● 文書抜粋:
········
また、Sb原子及びGe原子の相互拡散に伴い、Te原子間の界面に生じていたファンデルワールス結合(図1~図3参照)による弱い結合に基づくTe原子間の隙間が消失する(図5参照)。
なお、図5は、Ge原子及びSb原子の相互拡散状況を説明する説明図(B)であり、図中、(1)がTe原子の化学ポテンシャル、(2a)が図中下側に示される前記QLにおける相互拡散前のSb原子に相当する化学ポテンシャル、(2b)が図中上側に示される前記QLにおける相互拡散前のSb原子に相当する化学ポテンシャル、(3a)が図中下側に示される前記GeTe合金層における相互拡散前のGe原子に相当する化学ポテンシャル、(3b)が図中上側に示される前記GeTe合金層における相互拡散前のGe原子に相当する化学ポテンシャルであり、濃度勾配の低下に伴い、相互拡散前に比べて、各化学ポテンシャルが低下する様子を示している。
また、下記表1は、二原子間の結合解離エネルギーを示す表であり、下記参考文献1に基づく。
参考文献1:Luo, Y . R ., Comprehensive Handbook of Chemical Bond Energies, CRC Press, Boca Raton, FL, 2007.
したがって、S原子やSe原子を前記GeTe合金層に導入して、Te原子の一部をS原子やSe原子で置換し、Ge-SやGe-Seの結合を形成すれば、置換しない場合と比べて、Ge原子の前記QL側への拡散を抑制することができると考えられる。即ち、Ge-S間及びGe-Se間の強い結合に基づき、Ge原子及びSb原子の高い濃度勾配が維持されることで、Ge原子の前記QL側への拡散が抑制されることとなる(図6参照)。
········
● 抽出情報:
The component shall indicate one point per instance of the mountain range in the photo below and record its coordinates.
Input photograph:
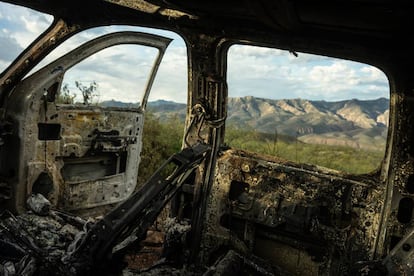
(354, 123)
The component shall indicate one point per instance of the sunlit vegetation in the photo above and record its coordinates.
(347, 159)
(162, 139)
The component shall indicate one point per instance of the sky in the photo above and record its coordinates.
(121, 72)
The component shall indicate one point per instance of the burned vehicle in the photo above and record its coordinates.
(239, 212)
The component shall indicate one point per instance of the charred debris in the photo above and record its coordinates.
(232, 212)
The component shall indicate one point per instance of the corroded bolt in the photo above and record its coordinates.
(245, 168)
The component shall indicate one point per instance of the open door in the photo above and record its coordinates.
(78, 153)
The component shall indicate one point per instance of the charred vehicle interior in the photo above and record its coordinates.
(232, 212)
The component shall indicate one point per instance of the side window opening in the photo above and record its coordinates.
(113, 77)
(19, 26)
(307, 109)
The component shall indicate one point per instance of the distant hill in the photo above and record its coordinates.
(355, 123)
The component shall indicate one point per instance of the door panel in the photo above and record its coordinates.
(77, 155)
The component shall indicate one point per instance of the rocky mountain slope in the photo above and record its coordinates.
(355, 123)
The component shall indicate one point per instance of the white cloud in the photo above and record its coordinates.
(308, 76)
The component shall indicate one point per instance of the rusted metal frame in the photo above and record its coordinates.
(33, 54)
(136, 214)
(398, 163)
(32, 87)
(207, 77)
········
● 作業内容:
**1.** 原子拡散の本文の「また、下記表1は、二原子間の」から「れることとなる(図6参照)。」までを、「結合解離エネルギー」を「結合エネルギー」に切り替えて書き直してください。
**2.** 原子拡散の本文の最後の文に続けて、その先を書き継いでください。

● 各作業の回答:
**1.**
また、下記表1は、二原子間の結合エネルギーを示す表であり、下記参考文献1に基づく。
参考文献1:Luo, Y . R ., Comprehensive Handbook of Chemical Bond Energies, CRC Press, Boca Raton, FL, 2007.
したがって、S原子やSe原子を前記GeTe合金層に導入して、Te原子の一部をS原子やSe原子で置換し、Ge-SやGe-Seの結合を形成すれば、置換しない場合と比べて、Ge原子の前記QL側への拡散を抑制することができると考えられる。即ち、Ge-S間及びGe-Se間の強い結合に基づき、Ge原子及びSb原子の高い濃度勾配が維持されることで、Ge原子の前記QL側への拡散が抑制されることとなる(図6参照)。

**2.**
なお、図6は、Ge原子及びSb原子の相互拡散状況を説明する説明図(C)であり、図中、(1)がTe原子の化学ポテンシャル、(2a)が図中下側に示される前記QLにおけるSb原子の化学ポテンシャル、(2b)が図中上側に示される前記QLにおけるSb原子の化学ポテンシャル、(3a)が図中下側に示される前記GeTe合金層におけるGe原子の化学ポテンシャル、(3b)が図中上側に示される前記GeTe合金層におけるGe原子の化学ポテンシャルを示している。また、導入する原子としてS原子を例とし、図中、S原子を「■」で示している。
よって、S原子やSe原子を前記QLの方に導入して、Te原子の一部をS原子やSe原子で置換し、Sb-SやSb-Seの結合を形成した場合も、置換しない場合と比べて、前記GeTe合金層中のGe原子の前記QL側への拡散が抑制されると考えられる。
即ち、前記GeTe合金層中のGe原子の前記QL側への拡散は、前記QL中のSb原子が前記GeTe合金層側に拡散することにより誘起されることから、Sb-SやSb-Seの結合により前記QL中のSb原子が前記GeTe合金層側へ拡散することを抑制すれば、併せて、前記GeTe合金層中のGe原子の前記QL側への拡散も抑制されることとなる。
また、前記積層構造体相変化メモリを例に挙げて説明をしたが、前記積層構造体の相変化を利用してデバイス動作させる半導体デバイスであれば、同様の説明を適用することができる。
<1> ゲルマニウムとテルルとを主成分として形成される合金層Aと、アンチモン及びビスマスのいずれかとテルルとを主成分として形成される合金層Bと、を有し、前記合金層A及び前記合金層Bの少なくともいずれかの層に硫黄及びセレンの少なくともいずれかのカルコゲン原子が含まれることを特徴とする積層構造体。
<2> カルコゲン原子が合金層Aに含まれる前記<1>に記載の積層構造体。
<3> 合金層Aにおけるカルコゲンの含有量が0.05at%~10.0at%である前記<1>から<2>のいずれかに記載の積層構造体。
<4> 合金層Aと合金層Bとが交互に繰返し積層される構造を有する前記<1>から<3>のいずれかに記載の積層構造体。
<5> 合金層Aが立方晶の結晶構造を有するとともに合金層Bが六方晶の結晶構造を有し、前記合金層B上に前記合金層Aが積層された構造を有し、前記合金層Bのc軸が積層方向に配向され、前記合金層Aの(111)面が前記合金層Bとの隣接面に配向される前記<1>から<4>のいずれかに記載の積層構造体。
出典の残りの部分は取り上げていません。